Relative frequency and sample size

A relative frequency is only as reliable as the sample it comes from. With n = 10, a single observation moves each RF by 0.10 — too much noise for inference. With n = 100, a single observation moves an RF by 0.01, which is usable but still wide. For polling-grade precision (a margin of error around ±3 percent at 95 percent confidence), you typically need n around 1,000.

Tip

The expected absolute margin of error on a proportion is approximately 1 / √n at 95 percent confidence. For n = 100, that is ±10 percent. For n = 1,000, it is ±3.1 percent. For n = 10,000, it is ±1 percent. Doubling precision requires quadrupling sample size.

Common relative frequency mistakes

Watch out for

Comparing relative frequencies from samples of very different sizes (a 50 percent rate based on n = 4 is meaningless), forgetting to include all classes (totals won't sum to 1.0), mixing cumulative and non-cumulative columns, and treating relative frequency as exact probability when the sample is small or unrepresentative.

The most frequent error is presenting RF without n. A headline like "60 percent of users prefer feature A" is uninformative if it's based on 5 users. A second common mistake is failing to include every class in the table: if your data has 12 percent missing or "other" responses, leaving them out forces the remaining classes to sum to 1.0 incorrectly and inflates every reported share.

The third mistake is over-interpreting cumulative relative frequency. CRF says "this share is at or below this class," not "exactly this share is here." A CRF of 0.70 at the end of B does not mean 70 percent earned exactly a B — it means 70 percent earned a B or better.

The fourth and final pitfall is dropping the denominator. Reporting "feature A wins 60-40" without disclosing whether the contest had 10 voters or 10,000 is not statistics, it is rhetoric. Always carry n alongside the percentages, and prefer to show the underlying counts when space allows.

FAQ

Divide the count for each class by the total of all counts. For 15 A grades out of 50 students total, RF = 15 ÷ 50 = 0.30 (30 percent). The calculator does this for every class at once and shows the percentages and cumulative relative frequencies.
Frequency is the raw count (15 students got an A). Relative frequency is that count divided by the total (15 ÷ 50 = 0.30, or 30 percent). Relative frequency makes it possible to compare groups of different sizes, because raw counts depend on sample size.
Every observation belongs to exactly one class. The sum of all counts equals the total (n), so the sum of all relative frequencies is n ÷ n = 1.0 (or 100 percent). If your totals do not match, you have either missed a class or made an arithmetic error.
Cumulative relative frequency (CRF) is the running sum of relative frequencies up to and including a given class. If RF for A is 0.30 and RF for B is 0.40, then CRF at the end of B is 0.30 + 0.40 = 0.70. CRF answers "what share is in this class or earlier?"
Relative frequency is the empirical estimate of probability. If a survey of 100 customers shows 65 prefer brand A, the relative frequency 0.65 estimates P(prefers A). The Law of Large Numbers guarantees that as sample size grows, the relative frequency converges toward the true probability.
No. By definition, relative frequency is bounded between 0 and 1 (or 0 and 100 percent). A value of 0 means the class never occurred; 1 means every observation fell into that class. Values outside that range indicate a calculation error or misuse.
Teachers use relative-frequency tables to compare classes of different sizes. A 50-student class with 15 A grades (RF 0.30) and a 100-student class with 25 A grades (RF 0.25) shows the smaller class actually had a higher A rate. Raw counts alone (15 vs 25) hide that finding.
Rule of thumb: relative frequency is reliable when the count for each class is at least 5 and the total sample is at least 30. With n = 10, a single observation shifts each relative frequency by 0.10 — too noisy for inference. For 95 percent confidence on a proportion within ±5 percent, you usually want n around 400.

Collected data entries
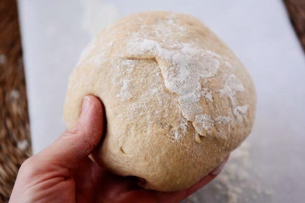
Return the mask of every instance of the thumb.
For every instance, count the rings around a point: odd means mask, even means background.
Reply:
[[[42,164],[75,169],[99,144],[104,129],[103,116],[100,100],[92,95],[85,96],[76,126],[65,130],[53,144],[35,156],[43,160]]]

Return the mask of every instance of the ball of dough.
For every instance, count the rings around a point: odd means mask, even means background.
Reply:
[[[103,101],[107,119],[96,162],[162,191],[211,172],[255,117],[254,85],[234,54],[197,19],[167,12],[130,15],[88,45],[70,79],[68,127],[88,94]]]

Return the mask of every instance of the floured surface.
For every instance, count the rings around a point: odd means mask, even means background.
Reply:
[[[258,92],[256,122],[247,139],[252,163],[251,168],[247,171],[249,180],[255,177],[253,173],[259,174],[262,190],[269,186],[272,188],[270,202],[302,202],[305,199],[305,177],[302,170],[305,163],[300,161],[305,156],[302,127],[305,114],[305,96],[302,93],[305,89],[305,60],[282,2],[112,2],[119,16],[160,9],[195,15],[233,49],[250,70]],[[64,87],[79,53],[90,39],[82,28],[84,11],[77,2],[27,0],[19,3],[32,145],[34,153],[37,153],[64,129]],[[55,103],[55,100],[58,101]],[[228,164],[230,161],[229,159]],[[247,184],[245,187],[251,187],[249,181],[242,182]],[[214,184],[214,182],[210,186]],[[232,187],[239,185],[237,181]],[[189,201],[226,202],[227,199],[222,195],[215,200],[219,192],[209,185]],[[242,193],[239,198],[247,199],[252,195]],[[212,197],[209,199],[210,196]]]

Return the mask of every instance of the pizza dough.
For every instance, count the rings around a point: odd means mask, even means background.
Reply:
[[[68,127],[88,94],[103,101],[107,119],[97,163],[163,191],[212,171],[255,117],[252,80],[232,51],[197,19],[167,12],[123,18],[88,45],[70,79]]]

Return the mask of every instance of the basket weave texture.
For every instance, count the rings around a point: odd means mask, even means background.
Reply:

(Problem requirements) Quote the stretch of the relative frequency passage that starts at the words "Watch out for" and runs through the words "every reported share.".

(Expected answer)
Watch out for

Comparing relative frequencies from samples of very different sizes (a 50 percent rate based on n = 4 is meaningless), forgetting to include all classes (totals won't sum to 1.0), mixing cumulative and non-cumulative columns, and treating relative frequency as exact probability when the sample is small or unrepresentative.

The most frequent error is presenting RF without n. A headline like "60 percent of users prefer feature A" is uninformative if it's based on 5 users. A second common mistake is failing to include every class in the table: if your data has 12 percent missing or "other" responses, leaving them out forces the remaining classes to sum to 1.0 incorrectly and inflates every reported share.